## Records shown
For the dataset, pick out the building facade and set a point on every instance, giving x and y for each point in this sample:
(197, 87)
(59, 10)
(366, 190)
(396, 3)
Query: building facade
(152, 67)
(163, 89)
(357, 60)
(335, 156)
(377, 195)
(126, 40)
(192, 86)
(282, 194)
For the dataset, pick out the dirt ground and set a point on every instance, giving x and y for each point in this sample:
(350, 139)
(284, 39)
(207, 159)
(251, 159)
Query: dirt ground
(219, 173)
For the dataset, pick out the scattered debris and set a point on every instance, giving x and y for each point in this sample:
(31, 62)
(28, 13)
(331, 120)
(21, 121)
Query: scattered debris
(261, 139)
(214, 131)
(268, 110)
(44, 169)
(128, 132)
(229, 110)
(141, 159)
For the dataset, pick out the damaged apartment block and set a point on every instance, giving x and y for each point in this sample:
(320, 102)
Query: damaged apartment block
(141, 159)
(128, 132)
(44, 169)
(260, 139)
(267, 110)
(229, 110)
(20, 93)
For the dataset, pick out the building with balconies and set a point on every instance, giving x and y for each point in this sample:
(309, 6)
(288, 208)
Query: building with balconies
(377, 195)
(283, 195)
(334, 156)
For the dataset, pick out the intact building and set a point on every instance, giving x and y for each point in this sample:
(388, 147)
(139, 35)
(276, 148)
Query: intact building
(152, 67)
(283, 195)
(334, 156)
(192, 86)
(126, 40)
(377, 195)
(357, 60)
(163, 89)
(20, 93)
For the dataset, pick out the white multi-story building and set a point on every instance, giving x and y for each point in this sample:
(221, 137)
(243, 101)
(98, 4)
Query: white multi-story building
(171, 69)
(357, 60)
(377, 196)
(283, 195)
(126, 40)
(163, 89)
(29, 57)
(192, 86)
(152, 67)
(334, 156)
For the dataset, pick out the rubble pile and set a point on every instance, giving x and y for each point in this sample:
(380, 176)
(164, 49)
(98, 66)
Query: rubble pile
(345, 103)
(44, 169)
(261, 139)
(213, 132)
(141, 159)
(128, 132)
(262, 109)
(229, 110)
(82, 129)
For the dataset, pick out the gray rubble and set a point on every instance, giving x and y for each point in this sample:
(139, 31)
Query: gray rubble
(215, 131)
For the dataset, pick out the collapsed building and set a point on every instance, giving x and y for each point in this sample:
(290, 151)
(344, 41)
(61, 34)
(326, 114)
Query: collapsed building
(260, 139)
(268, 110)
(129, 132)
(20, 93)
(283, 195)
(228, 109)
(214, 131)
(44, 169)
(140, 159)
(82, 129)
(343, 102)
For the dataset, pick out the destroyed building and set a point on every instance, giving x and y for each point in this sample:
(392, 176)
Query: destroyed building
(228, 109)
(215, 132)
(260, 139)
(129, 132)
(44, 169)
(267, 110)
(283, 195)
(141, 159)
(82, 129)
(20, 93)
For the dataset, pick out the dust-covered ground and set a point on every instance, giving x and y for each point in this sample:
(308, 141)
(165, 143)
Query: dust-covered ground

## Task description
Your task is to transcribe all of the entries word for word.

## Answer to this task
For the dataset, pick out the building facade and set a point on every instance, giving x and y for each point in this sample:
(197, 87)
(59, 10)
(366, 190)
(396, 3)
Query: building facade
(152, 67)
(163, 89)
(357, 60)
(335, 156)
(377, 195)
(126, 40)
(192, 86)
(282, 194)
For the dataset, pick out the dirt ground and set a point on every instance, giving x and y for each point in this sample:
(350, 139)
(284, 39)
(207, 159)
(251, 159)
Query: dirt ground
(219, 173)
For the dataset, pick out the scattered debris and set a point on every instance, giving x and y for each point in this sample:
(31, 62)
(28, 13)
(331, 120)
(21, 121)
Query: scattered debris
(261, 139)
(214, 131)
(268, 110)
(44, 169)
(128, 132)
(229, 110)
(141, 159)
For the dataset, pick out the damaged apartment block and set a point on every instance, giving x and y for each point in this sample:
(320, 102)
Query: damaged apartment block
(141, 159)
(128, 132)
(44, 169)
(260, 139)
(267, 110)
(229, 110)
(20, 93)
For the dataset, pick out the building with balconies and set a point on every instance, giving x and y for each point in this sample:
(309, 6)
(288, 208)
Query: building with balconies
(377, 195)
(283, 195)
(334, 156)
For the dataset, pick out the intact building and set a point on every instance, giving x and y for each point in this sample:
(388, 147)
(139, 35)
(276, 148)
Query: intact building
(152, 67)
(283, 195)
(334, 156)
(192, 86)
(126, 40)
(377, 195)
(357, 60)
(163, 89)
(20, 93)
For the dataset, pick out the white multi-story building and set a point on every instance, giving x and y for each point in this sample:
(221, 137)
(243, 101)
(98, 4)
Query: white multi-story building
(171, 69)
(357, 60)
(377, 196)
(283, 195)
(126, 40)
(163, 89)
(29, 57)
(192, 86)
(152, 67)
(334, 156)
For the dataset, pick out the rubble pile and set a point on every instance, giving x and y for each point in this sample:
(380, 176)
(164, 49)
(98, 66)
Query: rubble pile
(345, 103)
(44, 169)
(261, 139)
(213, 132)
(141, 159)
(128, 132)
(262, 109)
(229, 110)
(82, 129)
For the dataset, pick out the gray rubble and set a point on every instance, giving x and y for each point in this sample:
(139, 31)
Query: gray rubble
(215, 131)
For the dataset, pick out the collapsed building and set a point on every instance, giving x and y for each point in this sample:
(290, 151)
(344, 41)
(61, 34)
(326, 114)
Query: collapsed building
(260, 139)
(268, 110)
(129, 132)
(20, 93)
(283, 195)
(228, 109)
(214, 131)
(44, 169)
(140, 159)
(82, 129)
(343, 102)
For the dataset, pick out the destroyed building and set a point on every instance, giving x and y for each point in this sample:
(392, 176)
Query: destroyed building
(228, 109)
(215, 132)
(260, 139)
(129, 132)
(44, 169)
(267, 110)
(283, 195)
(141, 159)
(82, 129)
(20, 93)
For the dataset, pick out the dust-covered ground and set a point on every instance, giving x and y for each point in this sample:
(308, 141)
(165, 143)
Query: dust-covered ground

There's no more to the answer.